### PROBLEM TO WORK ON
Copy the records below verbatim, starting at their first line and ending with the line that holds "365, 283, 391, 299", both ends included.
>>>>
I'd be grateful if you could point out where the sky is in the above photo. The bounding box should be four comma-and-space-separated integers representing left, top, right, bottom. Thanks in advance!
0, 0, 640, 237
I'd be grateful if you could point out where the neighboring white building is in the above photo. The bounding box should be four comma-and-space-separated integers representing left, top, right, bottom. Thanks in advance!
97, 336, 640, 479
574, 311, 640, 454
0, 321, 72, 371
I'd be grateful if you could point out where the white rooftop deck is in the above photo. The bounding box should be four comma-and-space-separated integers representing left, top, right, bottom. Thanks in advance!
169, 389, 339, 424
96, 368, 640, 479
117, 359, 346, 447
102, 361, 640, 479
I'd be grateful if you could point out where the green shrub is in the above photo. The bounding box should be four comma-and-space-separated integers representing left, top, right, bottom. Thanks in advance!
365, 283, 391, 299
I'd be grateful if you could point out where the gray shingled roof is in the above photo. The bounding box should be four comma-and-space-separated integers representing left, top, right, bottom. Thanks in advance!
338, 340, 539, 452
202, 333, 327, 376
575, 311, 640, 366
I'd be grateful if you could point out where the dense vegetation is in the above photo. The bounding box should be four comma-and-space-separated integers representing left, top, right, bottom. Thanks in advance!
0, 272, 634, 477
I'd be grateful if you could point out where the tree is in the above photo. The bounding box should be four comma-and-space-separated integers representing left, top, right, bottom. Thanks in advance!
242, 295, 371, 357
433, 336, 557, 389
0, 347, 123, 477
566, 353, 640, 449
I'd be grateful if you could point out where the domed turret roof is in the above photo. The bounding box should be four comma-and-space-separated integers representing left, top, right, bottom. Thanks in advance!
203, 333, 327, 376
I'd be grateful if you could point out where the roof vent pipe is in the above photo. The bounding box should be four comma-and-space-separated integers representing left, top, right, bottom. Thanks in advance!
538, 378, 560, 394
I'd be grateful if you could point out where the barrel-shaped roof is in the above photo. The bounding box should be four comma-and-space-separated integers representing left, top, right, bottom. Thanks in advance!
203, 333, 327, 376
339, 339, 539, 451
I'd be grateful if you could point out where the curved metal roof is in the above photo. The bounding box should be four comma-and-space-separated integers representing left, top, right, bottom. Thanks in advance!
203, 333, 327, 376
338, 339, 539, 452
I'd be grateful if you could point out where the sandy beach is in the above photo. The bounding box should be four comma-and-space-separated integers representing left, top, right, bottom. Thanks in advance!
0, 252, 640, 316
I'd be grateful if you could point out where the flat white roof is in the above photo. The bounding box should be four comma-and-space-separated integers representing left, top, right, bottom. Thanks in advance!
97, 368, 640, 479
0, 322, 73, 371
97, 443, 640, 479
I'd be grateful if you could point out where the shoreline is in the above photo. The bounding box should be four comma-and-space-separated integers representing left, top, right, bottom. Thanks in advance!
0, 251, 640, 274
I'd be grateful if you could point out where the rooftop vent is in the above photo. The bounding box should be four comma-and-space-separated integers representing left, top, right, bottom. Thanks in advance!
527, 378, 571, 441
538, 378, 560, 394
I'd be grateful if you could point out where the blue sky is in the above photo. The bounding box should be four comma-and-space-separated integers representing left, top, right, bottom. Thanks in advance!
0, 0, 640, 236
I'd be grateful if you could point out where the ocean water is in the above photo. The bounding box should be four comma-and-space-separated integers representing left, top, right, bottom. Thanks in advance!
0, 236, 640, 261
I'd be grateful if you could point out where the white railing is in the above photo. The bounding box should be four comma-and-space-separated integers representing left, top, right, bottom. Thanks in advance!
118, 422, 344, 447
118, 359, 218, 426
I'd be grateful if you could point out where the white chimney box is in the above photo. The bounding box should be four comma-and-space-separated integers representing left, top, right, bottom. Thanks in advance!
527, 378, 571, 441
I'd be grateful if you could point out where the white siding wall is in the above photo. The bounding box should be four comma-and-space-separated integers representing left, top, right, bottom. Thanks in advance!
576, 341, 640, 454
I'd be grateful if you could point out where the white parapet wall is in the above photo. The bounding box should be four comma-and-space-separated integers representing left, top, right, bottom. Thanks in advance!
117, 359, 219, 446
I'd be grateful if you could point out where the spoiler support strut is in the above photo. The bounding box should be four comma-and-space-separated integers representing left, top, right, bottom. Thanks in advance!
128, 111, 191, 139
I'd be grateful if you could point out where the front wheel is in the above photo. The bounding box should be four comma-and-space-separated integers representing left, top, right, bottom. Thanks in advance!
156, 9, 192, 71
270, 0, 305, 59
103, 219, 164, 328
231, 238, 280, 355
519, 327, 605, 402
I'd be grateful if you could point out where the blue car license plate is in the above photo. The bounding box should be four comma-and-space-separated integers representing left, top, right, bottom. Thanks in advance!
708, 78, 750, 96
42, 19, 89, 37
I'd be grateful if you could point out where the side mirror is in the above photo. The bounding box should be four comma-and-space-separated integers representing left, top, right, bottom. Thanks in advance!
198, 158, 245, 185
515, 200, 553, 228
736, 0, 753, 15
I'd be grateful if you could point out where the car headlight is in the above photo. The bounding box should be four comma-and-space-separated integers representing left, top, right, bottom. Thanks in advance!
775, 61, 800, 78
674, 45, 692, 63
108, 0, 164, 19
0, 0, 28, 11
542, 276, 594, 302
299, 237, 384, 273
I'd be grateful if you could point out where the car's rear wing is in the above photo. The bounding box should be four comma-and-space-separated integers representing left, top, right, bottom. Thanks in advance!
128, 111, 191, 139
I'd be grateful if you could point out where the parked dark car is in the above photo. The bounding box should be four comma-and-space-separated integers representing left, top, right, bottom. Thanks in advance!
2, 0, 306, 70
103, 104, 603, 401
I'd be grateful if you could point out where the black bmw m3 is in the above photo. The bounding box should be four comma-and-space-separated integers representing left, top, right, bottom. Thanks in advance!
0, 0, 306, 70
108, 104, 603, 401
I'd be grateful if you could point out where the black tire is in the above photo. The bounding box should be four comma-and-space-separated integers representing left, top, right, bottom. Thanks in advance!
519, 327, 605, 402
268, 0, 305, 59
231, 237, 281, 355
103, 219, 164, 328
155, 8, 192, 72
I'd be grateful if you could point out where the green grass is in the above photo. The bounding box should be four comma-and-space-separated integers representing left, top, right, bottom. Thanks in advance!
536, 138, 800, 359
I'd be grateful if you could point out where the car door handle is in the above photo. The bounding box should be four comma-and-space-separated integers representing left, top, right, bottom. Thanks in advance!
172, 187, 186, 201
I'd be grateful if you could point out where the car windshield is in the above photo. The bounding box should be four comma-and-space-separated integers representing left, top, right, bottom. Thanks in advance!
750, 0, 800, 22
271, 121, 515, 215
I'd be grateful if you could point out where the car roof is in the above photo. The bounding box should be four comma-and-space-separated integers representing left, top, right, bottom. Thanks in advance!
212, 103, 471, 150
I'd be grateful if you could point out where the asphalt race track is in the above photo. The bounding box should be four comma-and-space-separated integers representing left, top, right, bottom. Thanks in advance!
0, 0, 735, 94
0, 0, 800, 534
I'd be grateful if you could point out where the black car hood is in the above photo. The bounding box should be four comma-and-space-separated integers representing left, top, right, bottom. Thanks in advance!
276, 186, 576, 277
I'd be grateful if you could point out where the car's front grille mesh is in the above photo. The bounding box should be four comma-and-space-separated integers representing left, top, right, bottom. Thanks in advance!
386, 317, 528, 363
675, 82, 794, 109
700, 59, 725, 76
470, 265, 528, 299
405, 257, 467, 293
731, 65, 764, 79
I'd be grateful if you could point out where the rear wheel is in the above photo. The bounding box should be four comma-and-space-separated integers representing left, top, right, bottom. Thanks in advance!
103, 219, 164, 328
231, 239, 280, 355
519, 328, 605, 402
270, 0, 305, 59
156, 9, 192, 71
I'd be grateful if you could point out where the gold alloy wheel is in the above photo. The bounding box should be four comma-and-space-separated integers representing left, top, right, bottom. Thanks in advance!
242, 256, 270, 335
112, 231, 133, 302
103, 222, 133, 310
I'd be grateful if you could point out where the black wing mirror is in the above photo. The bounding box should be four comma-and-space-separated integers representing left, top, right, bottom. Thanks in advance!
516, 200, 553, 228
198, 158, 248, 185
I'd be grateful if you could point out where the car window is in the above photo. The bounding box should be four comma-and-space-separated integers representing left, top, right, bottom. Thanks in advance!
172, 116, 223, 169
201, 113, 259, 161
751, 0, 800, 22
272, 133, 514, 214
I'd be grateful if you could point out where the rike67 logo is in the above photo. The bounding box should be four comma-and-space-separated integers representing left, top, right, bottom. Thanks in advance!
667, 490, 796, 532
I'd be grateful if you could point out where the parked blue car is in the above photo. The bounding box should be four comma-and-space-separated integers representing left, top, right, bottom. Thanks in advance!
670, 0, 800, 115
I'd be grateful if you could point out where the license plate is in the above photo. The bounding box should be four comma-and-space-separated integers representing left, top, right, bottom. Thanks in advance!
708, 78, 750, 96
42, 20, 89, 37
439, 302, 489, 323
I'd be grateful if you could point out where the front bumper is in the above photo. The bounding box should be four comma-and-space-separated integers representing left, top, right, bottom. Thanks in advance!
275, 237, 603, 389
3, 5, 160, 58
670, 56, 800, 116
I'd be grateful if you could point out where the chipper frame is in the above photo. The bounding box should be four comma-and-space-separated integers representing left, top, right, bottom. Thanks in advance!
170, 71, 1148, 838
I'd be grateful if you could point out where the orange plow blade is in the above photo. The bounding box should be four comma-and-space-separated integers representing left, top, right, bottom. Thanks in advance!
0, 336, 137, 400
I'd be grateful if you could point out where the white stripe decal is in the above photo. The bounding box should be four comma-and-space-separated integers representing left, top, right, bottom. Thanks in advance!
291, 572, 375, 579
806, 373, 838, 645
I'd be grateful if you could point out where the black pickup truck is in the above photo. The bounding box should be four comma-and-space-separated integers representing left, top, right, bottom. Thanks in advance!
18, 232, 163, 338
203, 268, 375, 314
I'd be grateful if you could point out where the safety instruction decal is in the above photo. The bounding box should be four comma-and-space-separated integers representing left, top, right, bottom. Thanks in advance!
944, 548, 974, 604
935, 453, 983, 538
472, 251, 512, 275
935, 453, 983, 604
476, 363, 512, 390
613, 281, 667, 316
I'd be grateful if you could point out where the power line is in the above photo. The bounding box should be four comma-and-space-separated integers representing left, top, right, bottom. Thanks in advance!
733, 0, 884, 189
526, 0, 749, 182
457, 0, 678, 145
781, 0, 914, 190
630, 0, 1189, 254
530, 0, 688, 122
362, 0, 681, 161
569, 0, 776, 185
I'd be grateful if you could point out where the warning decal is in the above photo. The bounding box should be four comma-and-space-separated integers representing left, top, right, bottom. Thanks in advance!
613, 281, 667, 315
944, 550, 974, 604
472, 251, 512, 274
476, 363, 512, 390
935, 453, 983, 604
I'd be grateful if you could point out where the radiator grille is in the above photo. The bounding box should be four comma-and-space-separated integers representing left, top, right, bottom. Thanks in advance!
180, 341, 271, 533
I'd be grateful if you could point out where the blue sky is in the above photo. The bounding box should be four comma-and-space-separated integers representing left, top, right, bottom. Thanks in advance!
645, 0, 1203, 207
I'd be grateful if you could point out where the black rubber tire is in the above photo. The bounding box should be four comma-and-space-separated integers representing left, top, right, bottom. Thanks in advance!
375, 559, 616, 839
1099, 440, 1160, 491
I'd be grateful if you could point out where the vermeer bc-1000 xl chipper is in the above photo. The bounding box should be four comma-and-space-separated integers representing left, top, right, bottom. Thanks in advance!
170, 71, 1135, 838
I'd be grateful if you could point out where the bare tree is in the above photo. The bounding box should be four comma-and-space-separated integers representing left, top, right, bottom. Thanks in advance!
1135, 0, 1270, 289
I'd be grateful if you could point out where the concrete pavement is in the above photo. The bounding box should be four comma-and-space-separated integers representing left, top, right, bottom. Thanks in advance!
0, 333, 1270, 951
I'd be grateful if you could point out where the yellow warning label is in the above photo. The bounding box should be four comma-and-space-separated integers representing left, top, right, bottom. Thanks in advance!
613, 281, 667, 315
<<<<
### SOLUTION TO THE PROBLEM
I'd be grateful if you could point out where the sky is in the above photo. The bounding box should be four comma-and-space-separated integers representing left, top, right, bottom. Thanks in advance!
0, 0, 640, 237
I'd be grateful if you could point out where the neighboring white building is in the above photo. The bounding box should be four comma-and-space-separated integers representing left, top, right, bottom. Thanks in advance!
97, 336, 640, 479
574, 311, 640, 454
0, 321, 72, 371
I'd be grateful if you could point out where the white rooftop deck is in the above photo. The bounding box should be four comma-and-space-separated integers representing left, top, right, bottom. Thanks in advance!
169, 389, 339, 424
96, 368, 640, 479
117, 359, 346, 447
102, 361, 640, 479
I'd be grateful if you could point out where the green shrub is in the above photo. The bounding box should be four comma-and-space-separated integers representing left, top, right, bottom. Thanks in advance!
365, 283, 391, 299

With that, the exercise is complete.